*** Opening Exercise text ***

The real question is: How do you know if you’re going to live to be 100.  You’re following the standards set by Darwin’s turtles as you move to your 100s: Eating organic mushrooms and other things you find only on the forest floor; keep a slow, steady course, never make a sudden move; and duck inside at the first sign of danger. I think Darwin also wrote a treatise on the turtles’ clever practice of never leaving their housing at all. (Don’t quote me on this.)

The answer might be with the companies advertising all over TV that will trace your ancestry. Or the other companies that will analyze your DNA and track it thousands of years back to the time when females began domesticating males.

A cousin of mine, who should otherwise have been looking for a steady job, did one of these family tree researches and sent me a copy of the results – fleshing in a many-peopled Tasca ancestry back to its ancient roots. The thing about the ancestry tree that caught my attention were the ages of my known and unknown kin when they passed on. I couldn’t help but notice that Uncle Rodrigo, whom I have been told was an insomniac like me, died at age 62 (If his insomnia was as bad as mine, he’s probably still awake in the cemetery listening to people at his grave saying, “He would have loved this view of the creek.” So that was a first clue.

Further along the tree trunk, two other uncles on my father’s side died at around the same age as Uncle Rodrigo – great uncle Gabriotto at 60 and his son at 63 who smoked Camels early in his life, as I did. These are not optimistic predictors for me, because we’re talking about real people, not some little chromosomal dollop of amino acids.

*** Closing Exercise text ***
*** Opening Information provided ***

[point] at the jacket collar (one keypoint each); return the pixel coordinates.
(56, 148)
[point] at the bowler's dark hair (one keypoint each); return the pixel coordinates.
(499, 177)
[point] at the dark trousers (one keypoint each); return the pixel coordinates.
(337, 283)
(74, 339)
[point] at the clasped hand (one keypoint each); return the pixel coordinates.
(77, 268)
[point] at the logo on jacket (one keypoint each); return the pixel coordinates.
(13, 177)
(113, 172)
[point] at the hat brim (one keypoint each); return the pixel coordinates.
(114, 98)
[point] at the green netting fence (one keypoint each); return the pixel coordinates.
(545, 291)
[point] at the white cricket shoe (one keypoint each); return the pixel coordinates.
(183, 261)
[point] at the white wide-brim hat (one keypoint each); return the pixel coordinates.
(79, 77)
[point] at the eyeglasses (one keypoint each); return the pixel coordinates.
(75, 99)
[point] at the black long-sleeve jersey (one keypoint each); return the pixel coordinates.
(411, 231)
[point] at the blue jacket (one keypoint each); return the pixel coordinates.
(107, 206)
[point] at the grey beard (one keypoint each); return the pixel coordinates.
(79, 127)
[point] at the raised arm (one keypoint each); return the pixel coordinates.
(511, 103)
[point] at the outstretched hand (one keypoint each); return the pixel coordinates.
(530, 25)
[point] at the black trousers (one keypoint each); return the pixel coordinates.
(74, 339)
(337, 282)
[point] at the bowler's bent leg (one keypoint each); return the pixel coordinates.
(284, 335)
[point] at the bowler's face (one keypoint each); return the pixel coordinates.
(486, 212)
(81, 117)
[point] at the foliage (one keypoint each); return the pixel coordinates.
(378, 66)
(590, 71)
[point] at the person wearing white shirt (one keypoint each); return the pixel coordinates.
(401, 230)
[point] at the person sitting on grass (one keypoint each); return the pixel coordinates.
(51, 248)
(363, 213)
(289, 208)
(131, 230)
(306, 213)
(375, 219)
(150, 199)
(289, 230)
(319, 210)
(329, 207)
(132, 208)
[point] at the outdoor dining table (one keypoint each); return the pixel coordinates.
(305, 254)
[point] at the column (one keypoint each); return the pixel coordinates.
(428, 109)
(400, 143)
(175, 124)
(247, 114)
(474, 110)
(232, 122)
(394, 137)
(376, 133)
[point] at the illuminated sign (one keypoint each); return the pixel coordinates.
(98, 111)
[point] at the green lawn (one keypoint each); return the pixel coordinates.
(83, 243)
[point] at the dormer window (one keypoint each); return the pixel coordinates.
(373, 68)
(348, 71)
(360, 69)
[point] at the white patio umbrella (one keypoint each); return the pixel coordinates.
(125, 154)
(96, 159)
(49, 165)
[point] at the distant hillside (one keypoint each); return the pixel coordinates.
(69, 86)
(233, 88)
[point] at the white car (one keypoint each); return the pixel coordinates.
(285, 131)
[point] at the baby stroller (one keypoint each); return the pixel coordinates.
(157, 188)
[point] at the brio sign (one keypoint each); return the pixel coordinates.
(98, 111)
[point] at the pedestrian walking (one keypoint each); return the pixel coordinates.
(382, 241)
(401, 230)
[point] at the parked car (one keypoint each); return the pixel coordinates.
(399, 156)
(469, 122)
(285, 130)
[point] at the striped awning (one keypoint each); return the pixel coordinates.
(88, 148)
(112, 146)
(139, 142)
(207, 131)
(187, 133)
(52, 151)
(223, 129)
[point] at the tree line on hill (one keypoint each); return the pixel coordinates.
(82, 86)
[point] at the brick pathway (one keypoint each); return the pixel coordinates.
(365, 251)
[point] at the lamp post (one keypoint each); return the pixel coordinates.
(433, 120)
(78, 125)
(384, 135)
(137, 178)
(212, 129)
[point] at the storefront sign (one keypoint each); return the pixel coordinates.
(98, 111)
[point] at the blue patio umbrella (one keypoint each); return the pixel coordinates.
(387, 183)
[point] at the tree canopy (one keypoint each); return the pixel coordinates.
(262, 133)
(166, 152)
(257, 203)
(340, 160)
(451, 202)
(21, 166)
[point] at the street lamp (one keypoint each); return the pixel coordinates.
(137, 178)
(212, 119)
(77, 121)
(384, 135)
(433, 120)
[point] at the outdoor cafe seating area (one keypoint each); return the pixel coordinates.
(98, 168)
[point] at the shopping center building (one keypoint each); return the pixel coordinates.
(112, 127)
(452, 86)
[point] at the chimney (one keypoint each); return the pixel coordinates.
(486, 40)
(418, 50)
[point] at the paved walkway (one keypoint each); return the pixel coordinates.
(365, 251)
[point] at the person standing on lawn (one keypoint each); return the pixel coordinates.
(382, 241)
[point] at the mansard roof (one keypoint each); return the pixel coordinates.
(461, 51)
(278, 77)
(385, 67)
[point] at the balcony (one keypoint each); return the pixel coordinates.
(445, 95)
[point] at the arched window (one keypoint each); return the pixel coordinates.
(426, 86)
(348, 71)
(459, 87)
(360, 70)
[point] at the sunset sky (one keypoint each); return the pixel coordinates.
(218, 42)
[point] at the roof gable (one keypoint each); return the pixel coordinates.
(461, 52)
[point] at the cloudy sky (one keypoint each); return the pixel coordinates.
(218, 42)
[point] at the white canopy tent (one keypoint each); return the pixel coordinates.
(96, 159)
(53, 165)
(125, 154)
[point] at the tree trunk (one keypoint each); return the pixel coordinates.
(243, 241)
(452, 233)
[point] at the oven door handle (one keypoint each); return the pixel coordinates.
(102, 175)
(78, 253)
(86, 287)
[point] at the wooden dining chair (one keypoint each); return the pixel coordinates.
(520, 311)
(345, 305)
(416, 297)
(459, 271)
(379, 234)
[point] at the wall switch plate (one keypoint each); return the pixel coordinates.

*** Closing Information provided ***

Questions to answer:
A – From the essay on living to 100, output the passage starting at "The answer might" and ending at "began domesticating males.".
B – Pick up the essay on living to 100 after its final sentence and keep writing it.
None of the entries have anything to do with the essay on living to 100.

Exercise responses:
A –
The answer might be with the companies advertising all over TV that will trace your ancestry. Or the other companies that will analyze your DNA and track it thousands of years back to the time when females began domesticating males.

B –
A moment later, I also found that my Uncle Nofrio, on my mother’s side, died at age 46. I used to laugh at him as a child because he could balance a cane on his nose, something I can also do, giving me possibly the same neurophysiology (and definitely, like him, fewer party invitations). Two hundred years back we had two relatives who died of “natural causes” at age 28. (Granted, they were related to the Borgias, but who knows.)

I’m thinking when you average out uncles from my father’s side with Uncle Nofrio’s anemic 46 on my mother’s side, and the two relatives who went at 28 in Italy, I calculated that these genes were still in play today, and at my current age I could be gone by next Halloween. The good news is I’ll miss the cohetes.   

And as far as DNA analysis is concerned, if you decide to try it, you could find out, if you’re a Frenchman, say, that you are really 65 percent Russian and that your French accent is fake. Worse, these analyses can also tell you what devilish nucleotides are secretly hiding in the recesses of your DNA waiting to take you out at an early age. (Nucleotides are made up of phosphates, nitrogen groups, sugar combinations and polenta, so they’re pretty accurate.)  And this information can ruin that cruise you were planning next year.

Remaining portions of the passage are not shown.